### Prompt
Restate the whole listing below word for word and keep the images out.
(Available data Opens)
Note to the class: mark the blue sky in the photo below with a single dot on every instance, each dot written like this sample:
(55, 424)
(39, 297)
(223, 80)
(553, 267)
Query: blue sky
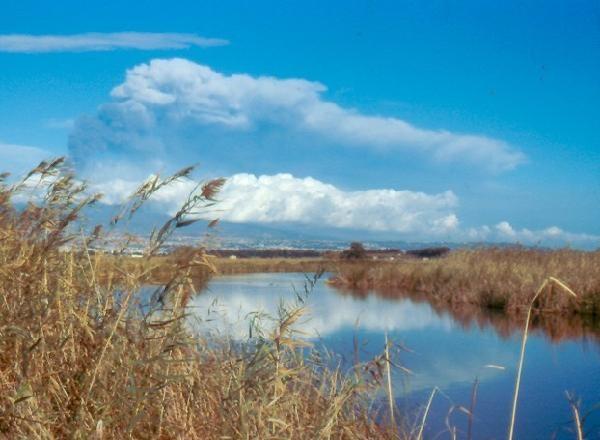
(522, 78)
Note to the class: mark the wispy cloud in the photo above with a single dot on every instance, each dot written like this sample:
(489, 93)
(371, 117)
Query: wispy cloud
(94, 41)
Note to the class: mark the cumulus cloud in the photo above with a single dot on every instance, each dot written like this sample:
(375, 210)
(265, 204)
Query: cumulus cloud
(283, 198)
(406, 215)
(178, 108)
(551, 236)
(94, 41)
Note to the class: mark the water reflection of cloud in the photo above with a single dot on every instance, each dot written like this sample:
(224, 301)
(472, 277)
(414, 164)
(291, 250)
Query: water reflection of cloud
(231, 302)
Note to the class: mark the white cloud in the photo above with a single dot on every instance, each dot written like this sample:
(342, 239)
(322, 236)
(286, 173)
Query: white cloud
(550, 236)
(410, 215)
(283, 198)
(164, 98)
(95, 41)
(18, 159)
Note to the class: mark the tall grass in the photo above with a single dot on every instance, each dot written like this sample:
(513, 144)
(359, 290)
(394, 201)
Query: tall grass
(495, 278)
(80, 359)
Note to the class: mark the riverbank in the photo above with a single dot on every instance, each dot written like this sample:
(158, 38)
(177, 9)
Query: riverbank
(80, 357)
(497, 278)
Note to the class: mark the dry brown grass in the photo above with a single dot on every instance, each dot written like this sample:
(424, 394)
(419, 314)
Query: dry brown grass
(498, 278)
(78, 360)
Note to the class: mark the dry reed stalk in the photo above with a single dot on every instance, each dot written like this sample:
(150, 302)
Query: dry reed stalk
(425, 413)
(576, 416)
(547, 282)
(389, 381)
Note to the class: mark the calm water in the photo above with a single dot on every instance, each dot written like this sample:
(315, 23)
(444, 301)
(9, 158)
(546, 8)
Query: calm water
(444, 353)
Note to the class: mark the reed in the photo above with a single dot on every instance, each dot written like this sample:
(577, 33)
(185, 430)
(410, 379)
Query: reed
(80, 357)
(492, 278)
(Available data Closes)
### Reply
Note to the class: mark the blue sky in the photo below with a single dot on every instance, each dot written like this sample:
(55, 424)
(39, 297)
(223, 80)
(553, 267)
Query: blue sky
(522, 78)
Note to the class: mark the wispy cloud in the photo above with a single dot on every instance, each dot written like this sample:
(489, 93)
(371, 117)
Query: wispy cloud
(94, 41)
Note to the class: mark the cumulus cloud in the photo above with a single dot on every instance, each dot written like this sample:
(375, 210)
(265, 204)
Query: cumulus cloud
(283, 198)
(406, 215)
(178, 108)
(551, 236)
(94, 41)
Note to the class: mark the water reflection of cloud in the photo above with a single dot on every instance, each dot written like this sample:
(224, 301)
(472, 277)
(414, 164)
(291, 250)
Query: water reflection of cloud
(231, 302)
Note to the class: mark the white cloud in the photo above with a single dot on every instance, each dot written like this sample:
(342, 239)
(322, 236)
(286, 173)
Query: white cloud
(550, 236)
(410, 215)
(283, 198)
(164, 98)
(95, 41)
(18, 159)
Note to the class: mark the tall grass in the photo above with a single dot on every instance, each dot written like this sample:
(513, 144)
(359, 290)
(394, 201)
Query: tall grass
(495, 278)
(80, 359)
Note to the class: mark the riverbank in the photo above with a single dot on every instance, each dot written like this sample:
(158, 38)
(177, 9)
Query: riverbank
(80, 357)
(497, 278)
Note to the class: mark the dry brown grass in the photo above with a single dot on every instance, each dot written like this sample:
(424, 394)
(419, 314)
Query: dry brown grass
(498, 278)
(78, 360)
Note to the class: mark the dry reed stalk in the photo above with a single dot on every instance, each dot written like this sample:
(150, 302)
Query: dry reed stalk
(425, 413)
(576, 416)
(547, 282)
(389, 381)
Note to the class: mark the calm water in the photo above with a single dot on every instance, each dot written like this sample:
(315, 23)
(444, 301)
(9, 158)
(546, 8)
Query: calm water
(444, 353)
Note to the class: mark the reed in the photo above with a single dot on every instance, each dot written like this sample:
(577, 33)
(185, 430)
(410, 379)
Query: reed
(80, 357)
(492, 278)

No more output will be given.